Tekst źródłowy:
↓
Wpis z mikrobloga

Ojejku, ale się działo! Nie czuję nóg, rąk, karku. Wszystko jest obolałe ale warte wysiłku. Festiwal przerósł mnie pod wieloma względami jako impreza. Niby tylko jedna edycja przerwy ale zauważalna róznica pod względem otoczki. Szczególnie gdy mam w końcu pełne porównanie co do OFFa i Openera jednego roku. Na plus, że nikt nic nie odwołał, wszystko było na czas i ładnie ogarnięte. Zero złych rzeczy, fajni ludzie(lepsi niż opener, lepszy klimat) i ten luz, bez spiny na koncertach. Jeśli ktos nie wybrał się to zapraszam, impreza przypadnie do gustu, zależy jeszcze jak lineup przypasuje. Jednak mogę zapewnić ze jadąc na totalnego czuja można dobrze wypaść i się nieźle bawić na festiwalu. Polecam ten styl bo daje fajne poczcuie odkrywania muzyki. Ale kończąc moje wywody zrobię jeszcze dwie rzeczy. Nie pisałem małych relacji z każdego dnia, gdyż miałem dosyć intensywne dni przed festiwalowe. Ale na szybkiego można cos nasmarować. No to lecimy!

Piątek:
Shame, Trupa Trupa, Norman Weistberg, Gira, Shellac, Beak>, Feist, Batushka to były fajne koncerty, warte zainteresowania i zobaczenia w przyszłości. Sam performence Batuszki był mega elektryzujący i wkręcajacy. Gira zaskoczył mnie wersją ,,When I will return?'', beka na Shellacu z klasyków rocka, Beak hipnotyzujący a Shame o wiele lepiej live niz na albumach.
Spoiwo mega wkręciło pierwszego dnia do kontemplowania, jestem zadowolony z ich występu.
Anna von Hausswolff wygrała dzień swoim koncertem, to oczywiste. Chociaż dla mnie wystep Idles dał wiele radości i energii i pierwsze od dawna pogo ;v
Małe rozczarowanie w postaci wystepu The Men, chyba oczekiwałem bardziej klimatu z ostatniej płyty, by było brudno a nie... nijako.

Sobota:
Piekne japońskie panie z wąsami wygrały. Kikagaku mayo bardzo nakręcający i spokojny koncert. Chciałeś bansowac i stać w tym namiocie oblewając się potem.
Noura Mint Seymali wygrali festiwal dostawy kebaba na OFFie, super bansy i klimat ;3
PJ Harvey zagrała najrówniejszy koncert na całym festiwalu. Super dopracowana setlista, hity, klimat, energia. Fajnie się to obserwowało z dystansu.
Mitch and Mitch szanuję za rozkręcenie publiki i tribiute dla Wodeckiego.
↑
Wybrane dane:
↓
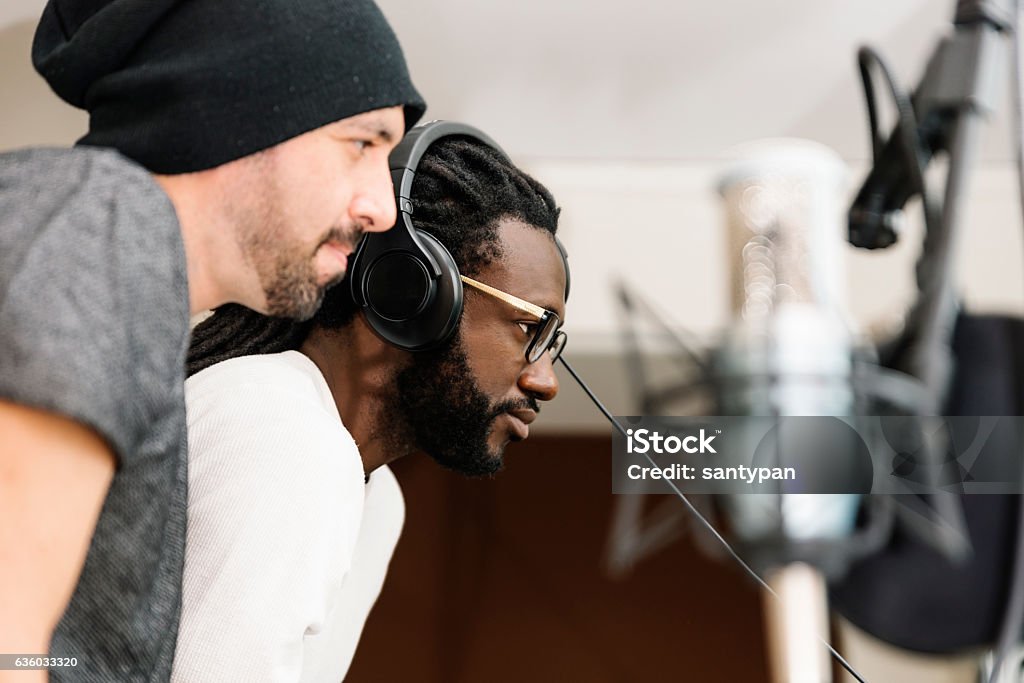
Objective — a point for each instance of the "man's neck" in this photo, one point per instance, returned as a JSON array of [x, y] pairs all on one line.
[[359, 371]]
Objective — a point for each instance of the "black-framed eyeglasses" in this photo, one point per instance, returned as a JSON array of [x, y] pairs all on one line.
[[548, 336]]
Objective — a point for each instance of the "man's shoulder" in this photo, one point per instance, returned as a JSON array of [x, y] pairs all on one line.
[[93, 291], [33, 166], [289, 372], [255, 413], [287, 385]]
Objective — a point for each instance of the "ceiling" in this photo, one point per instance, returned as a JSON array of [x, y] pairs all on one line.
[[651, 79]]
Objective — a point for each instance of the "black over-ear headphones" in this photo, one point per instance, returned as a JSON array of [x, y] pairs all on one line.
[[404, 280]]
↑
Treść zadania A: Przepisz słowo w słowo fragment tekstu od „Spoiwo mega wkręciło” do „obserwowało z dystansu.”, razem z tymi słowami.
Treść zadania B: Kto według tekstu zagrał najrówniejszy koncert na całym festiwalu?
Dane nie są tu do niczego potrzebne.

Prawidłowa odpowiedź A:
Spoiwo mega wkręciło pierwszego dnia do kontemplowania, jestem zadowolony z ich występu.
Anna von Hausswolff wygrała dzień swoim koncertem, to oczywiste. Chociaż dla mnie wystep Idles dał wiele radości i energii i pierwsze od dawna pogo ;v
Małe rozczarowanie w postaci wystepu The Men, chyba oczekiwałem bardziej klimatu z ostatniej płyty, by było brudno a nie... nijako.

Sobota:
Piekne japońskie panie z wąsami wygrały. Kikagaku mayo bardzo nakręcający i spokojny koncert. Chciałeś bansowac i stać w tym namiocie oblewając się potem.
Noura Mint Seymali wygrali festiwal dostawy kebaba na OFFie, super bansy i klimat ;3
PJ Harvey zagrała najrówniejszy koncert na całym festiwalu. Super dopracowana setlista, hity, klimat, energia. Fajnie się to obserwowało z dystansu.

Prawidłowa odpowiedź B: PJ Harvey.